Page text ::
News

04.03.2022

“Waiting for The Novel”. Translator Ostap Slyvynsky on contemporary Ukrainian literature

For years, the Ukrainian literary community has been in a state of double expectation: for the Nobel Prize in Literature and for a Great Novel.

While it is all perfectly straightforward with the Nobel – there is one, made of an indivisible piece of twenty-four carat gold (and, of course, a fair admixture of neo-imperial politics, because of which Ukraine still has no Nobel laureate of its own) - nothing certain is known about The Novel.

What should it be about? About history or about the present? About the individual, the family, or the Nation? (Correct answer: about all of it at once). Should it be intended more for domestic use, or should it aim for versatility? Are five hundred pages enough for a great Novel? And also: who should write it? Does it have to be someone from the contemporary classics, or is it rather the debutants who can bring out the heaviest guns today?

When Lina Kostenko, the greatest authority and undoubted classic of contemporary Ukrainian poetry, unexpectedly made her prose debut with Notes of a Ukrainian Madman, it was only her most ardent fans that insisted that this was The Novel (today even they seem to prefer to forget about the text). It was a different matter with Oksana Zabuzhko, a generation younger, who eagerly cast herself as the author of a great Novel, and, in 2009, she published the over 800-page The Museum of Abandoned Secrets. It is an incomparably better text than Kostenko's novel (already translated into several languages and honoured with the Angelus Literary Award), but it has also been the subject of a whole series of criticisms. Firstly, that the author took the postulate that a great Novel should be "about everything" too literally, and she actually tried to write a text about everything: there is history and contemporary times, the heroic history of the UPA (The Ukrainian Insurgent Army) and the terror of the KGB, feminism and politics, criticism of the Ukrainian oligarchy, and the hard work of an independent journalist in the era of President Kuchma; on top of that, of course, there is love. Secondly, that it is difficult to read: while on the scale of a short story or short novel Zabuzhko's breathless, somewhat exalted style with its endless sentences can still be digested, it is quite a challenge to get through 800 pages written in such a manner. Conclusion? No, this is not likely to be The Novel.

Exercise goal ::
Print the article on contemporary Ukrainian literature in full, word for word. The data comes from a source unrelated to the article on contemporary Ukrainian literature.

Entries provided ::
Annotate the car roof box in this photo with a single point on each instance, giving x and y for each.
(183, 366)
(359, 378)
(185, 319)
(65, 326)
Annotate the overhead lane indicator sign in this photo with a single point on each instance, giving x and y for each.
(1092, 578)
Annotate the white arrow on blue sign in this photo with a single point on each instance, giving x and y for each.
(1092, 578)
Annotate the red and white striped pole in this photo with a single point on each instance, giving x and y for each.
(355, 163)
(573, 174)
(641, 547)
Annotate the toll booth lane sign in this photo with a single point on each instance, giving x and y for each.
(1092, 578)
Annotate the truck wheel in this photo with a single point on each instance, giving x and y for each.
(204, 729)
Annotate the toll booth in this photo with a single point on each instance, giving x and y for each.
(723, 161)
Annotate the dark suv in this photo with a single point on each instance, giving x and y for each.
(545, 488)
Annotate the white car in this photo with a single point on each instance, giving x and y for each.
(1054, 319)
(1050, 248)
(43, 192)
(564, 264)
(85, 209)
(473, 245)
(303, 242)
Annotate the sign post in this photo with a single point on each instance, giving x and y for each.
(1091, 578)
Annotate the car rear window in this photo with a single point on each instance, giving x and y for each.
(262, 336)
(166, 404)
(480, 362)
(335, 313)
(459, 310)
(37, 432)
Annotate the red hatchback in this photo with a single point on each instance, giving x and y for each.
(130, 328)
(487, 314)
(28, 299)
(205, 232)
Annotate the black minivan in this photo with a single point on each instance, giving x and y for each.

Written answer ::
News

04.03.2022

“Waiting for The Novel”. Translator Ostap Slyvynsky on contemporary Ukrainian literature

For years, the Ukrainian literary community has been in a state of double expectation: for the Nobel Prize in Literature and for a Great Novel.

While it is all perfectly straightforward with the Nobel – there is one, made of an indivisible piece of twenty-four carat gold (and, of course, a fair admixture of neo-imperial politics, because of which Ukraine still has no Nobel laureate of its own) - nothing certain is known about The Novel.

What should it be about? About history or about the present? About the individual, the family, or the Nation? (Correct answer: about all of it at once). Should it be intended more for domestic use, or should it aim for versatility? Are five hundred pages enough for a great Novel? And also: who should write it? Does it have to be someone from the contemporary classics, or is it rather the debutants who can bring out the heaviest guns today?

When Lina Kostenko, the greatest authority and undoubted classic of contemporary Ukrainian poetry, unexpectedly made her prose debut with Notes of a Ukrainian Madman, it was only her most ardent fans that insisted that this was The Novel (today even they seem to prefer to forget about the text). It was a different matter with Oksana Zabuzhko, a generation younger, who eagerly cast herself as the author of a great Novel, and, in 2009, she published the over 800-page The Museum of Abandoned Secrets. It is an incomparably better text than Kostenko's novel (already translated into several languages and honoured with the Angelus Literary Award), but it has also been the subject of a whole series of criticisms. Firstly, that the author took the postulate that a great Novel should be "about everything" too literally, and she actually tried to write a text about everything: there is history and contemporary times, the heroic history of the UPA (The Ukrainian Insurgent Army) and the terror of the KGB, feminism and politics, criticism of the Ukrainian oligarchy, and the hard work of an independent journalist in the era of President Kuchma; on top of that, of course, there is love. Secondly, that it is difficult to read: while on the scale of a short story or short novel Zabuzhko's breathless, somewhat exalted style with its endless sentences can still be digested, it is quite a challenge to get through 800 pages written in such a manner. Conclusion? No, this is not likely to be The Novel.